* _Task item_: Look below for the line containing "Presence check — any parked". Reproduce it and every line after it exactly, and nothing more.

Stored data
== Segment start ==
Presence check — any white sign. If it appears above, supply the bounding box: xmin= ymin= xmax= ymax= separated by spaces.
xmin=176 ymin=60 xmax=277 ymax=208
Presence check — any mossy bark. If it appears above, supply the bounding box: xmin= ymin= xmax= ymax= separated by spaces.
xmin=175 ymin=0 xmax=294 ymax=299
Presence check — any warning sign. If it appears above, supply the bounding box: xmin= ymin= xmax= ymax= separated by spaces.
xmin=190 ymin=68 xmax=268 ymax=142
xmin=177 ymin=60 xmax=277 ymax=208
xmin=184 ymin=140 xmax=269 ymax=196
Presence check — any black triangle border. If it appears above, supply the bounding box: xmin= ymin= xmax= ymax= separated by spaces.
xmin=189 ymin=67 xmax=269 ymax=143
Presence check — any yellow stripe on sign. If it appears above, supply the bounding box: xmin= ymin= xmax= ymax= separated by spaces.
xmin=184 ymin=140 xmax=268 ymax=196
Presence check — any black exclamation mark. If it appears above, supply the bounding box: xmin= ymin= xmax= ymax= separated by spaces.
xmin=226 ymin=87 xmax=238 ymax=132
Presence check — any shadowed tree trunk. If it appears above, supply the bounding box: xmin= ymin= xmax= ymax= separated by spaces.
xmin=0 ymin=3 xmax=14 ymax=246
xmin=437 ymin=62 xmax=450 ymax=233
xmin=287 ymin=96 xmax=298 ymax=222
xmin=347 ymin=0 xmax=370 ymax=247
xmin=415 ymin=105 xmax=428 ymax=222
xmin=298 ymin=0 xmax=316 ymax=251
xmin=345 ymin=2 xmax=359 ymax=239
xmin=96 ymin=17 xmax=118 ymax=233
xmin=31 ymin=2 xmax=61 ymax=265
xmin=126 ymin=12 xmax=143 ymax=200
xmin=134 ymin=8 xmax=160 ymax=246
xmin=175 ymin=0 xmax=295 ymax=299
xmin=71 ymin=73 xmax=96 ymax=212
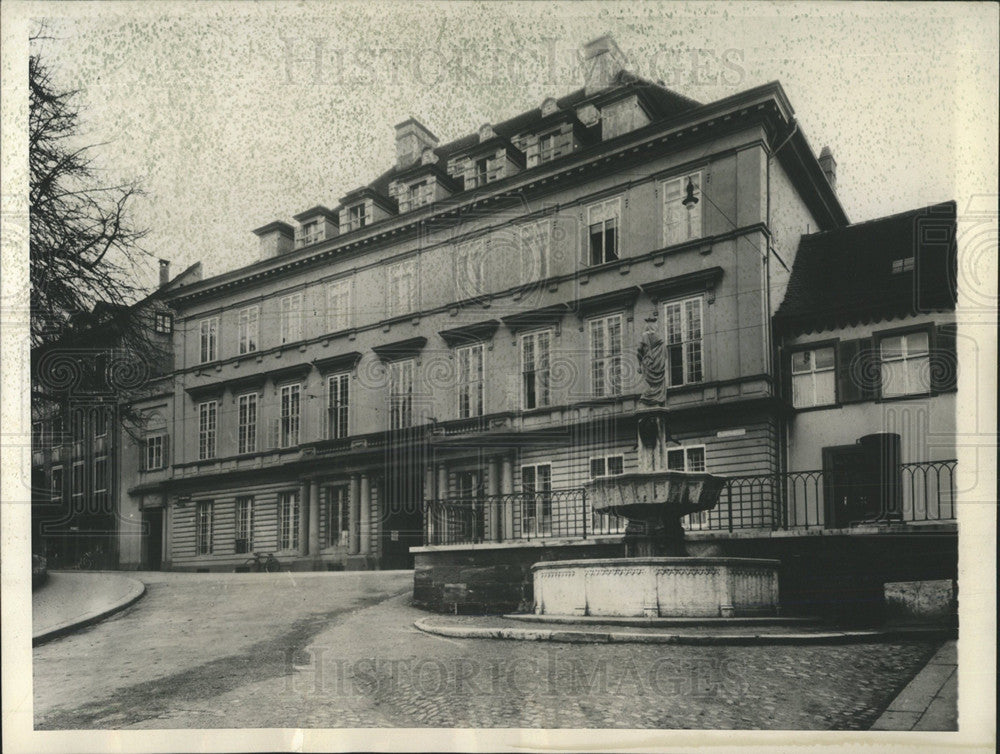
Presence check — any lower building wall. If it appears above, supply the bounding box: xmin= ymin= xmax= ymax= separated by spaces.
xmin=412 ymin=530 xmax=958 ymax=624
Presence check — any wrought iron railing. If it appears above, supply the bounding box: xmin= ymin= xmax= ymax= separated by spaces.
xmin=421 ymin=460 xmax=958 ymax=546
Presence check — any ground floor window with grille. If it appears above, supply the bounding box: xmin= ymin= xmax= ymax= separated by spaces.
xmin=278 ymin=491 xmax=300 ymax=551
xmin=520 ymin=464 xmax=552 ymax=538
xmin=196 ymin=501 xmax=214 ymax=555
xmin=667 ymin=445 xmax=708 ymax=527
xmin=590 ymin=454 xmax=626 ymax=534
xmin=324 ymin=486 xmax=349 ymax=547
xmin=235 ymin=496 xmax=253 ymax=554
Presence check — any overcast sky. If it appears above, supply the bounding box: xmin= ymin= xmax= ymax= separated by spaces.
xmin=29 ymin=1 xmax=998 ymax=292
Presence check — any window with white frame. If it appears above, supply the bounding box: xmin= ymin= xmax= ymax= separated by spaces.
xmin=198 ymin=401 xmax=217 ymax=460
xmin=663 ymin=172 xmax=703 ymax=247
xmin=519 ymin=220 xmax=551 ymax=284
xmin=237 ymin=393 xmax=258 ymax=454
xmin=879 ymin=331 xmax=930 ymax=398
xmin=238 ymin=305 xmax=259 ymax=355
xmin=520 ymin=330 xmax=551 ymax=410
xmin=196 ymin=500 xmax=214 ymax=555
xmin=279 ymin=293 xmax=303 ymax=344
xmin=590 ymin=454 xmax=625 ymax=534
xmin=388 ymin=260 xmax=417 ymax=317
xmin=145 ymin=434 xmax=164 ymax=471
xmin=93 ymin=456 xmax=108 ymax=509
xmin=326 ymin=279 xmax=351 ymax=333
xmin=589 ymin=314 xmax=623 ymax=397
xmin=520 ymin=463 xmax=552 ymax=537
xmin=278 ymin=491 xmax=300 ymax=550
xmin=199 ymin=317 xmax=219 ymax=363
xmin=279 ymin=384 xmax=300 ymax=447
xmin=235 ymin=496 xmax=253 ymax=554
xmin=50 ymin=465 xmax=64 ymax=504
xmin=389 ymin=360 xmax=414 ymax=430
xmin=71 ymin=461 xmax=84 ymax=507
xmin=791 ymin=347 xmax=836 ymax=408
xmin=456 ymin=343 xmax=484 ymax=419
xmin=588 ymin=198 xmax=620 ymax=265
xmin=666 ymin=445 xmax=706 ymax=472
xmin=326 ymin=373 xmax=350 ymax=439
xmin=664 ymin=297 xmax=704 ymax=386
xmin=455 ymin=240 xmax=486 ymax=299
xmin=324 ymin=486 xmax=349 ymax=547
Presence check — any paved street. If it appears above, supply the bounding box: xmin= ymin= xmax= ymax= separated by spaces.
xmin=34 ymin=571 xmax=942 ymax=730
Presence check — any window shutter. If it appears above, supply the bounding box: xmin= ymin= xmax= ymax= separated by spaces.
xmin=778 ymin=347 xmax=792 ymax=403
xmin=836 ymin=339 xmax=864 ymax=403
xmin=162 ymin=435 xmax=170 ymax=468
xmin=931 ymin=323 xmax=958 ymax=393
xmin=523 ymin=135 xmax=540 ymax=167
xmin=462 ymin=160 xmax=475 ymax=190
xmin=861 ymin=337 xmax=880 ymax=400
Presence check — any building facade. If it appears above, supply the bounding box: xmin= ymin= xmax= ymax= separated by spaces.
xmin=125 ymin=37 xmax=852 ymax=573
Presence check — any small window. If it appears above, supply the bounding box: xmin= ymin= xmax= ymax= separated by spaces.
xmin=791 ymin=347 xmax=836 ymax=408
xmin=588 ymin=198 xmax=620 ymax=265
xmin=880 ymin=331 xmax=930 ymax=397
xmin=474 ymin=157 xmax=489 ymax=188
xmin=145 ymin=434 xmax=165 ymax=471
xmin=891 ymin=257 xmax=915 ymax=274
xmin=199 ymin=317 xmax=219 ymax=363
xmin=196 ymin=501 xmax=214 ymax=555
xmin=297 ymin=220 xmax=322 ymax=248
xmin=408 ymin=180 xmax=431 ymax=209
xmin=348 ymin=203 xmax=367 ymax=231
xmin=154 ymin=312 xmax=173 ymax=334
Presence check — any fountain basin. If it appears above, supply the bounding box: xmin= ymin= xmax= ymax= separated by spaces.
xmin=587 ymin=470 xmax=725 ymax=520
xmin=533 ymin=557 xmax=780 ymax=618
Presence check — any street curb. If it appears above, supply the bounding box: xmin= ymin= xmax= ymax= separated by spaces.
xmin=33 ymin=576 xmax=147 ymax=647
xmin=413 ymin=618 xmax=955 ymax=646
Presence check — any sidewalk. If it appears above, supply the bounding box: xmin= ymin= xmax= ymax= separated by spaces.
xmin=870 ymin=640 xmax=957 ymax=731
xmin=32 ymin=570 xmax=146 ymax=645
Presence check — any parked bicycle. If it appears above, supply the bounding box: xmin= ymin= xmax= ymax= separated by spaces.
xmin=238 ymin=551 xmax=281 ymax=573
== Segment end ==
* _Response to the task_:
Presence check — any parked bicycle. If it appears above, supply the bounding box: xmin= ymin= xmax= ymax= separated by spaces.
xmin=238 ymin=551 xmax=281 ymax=573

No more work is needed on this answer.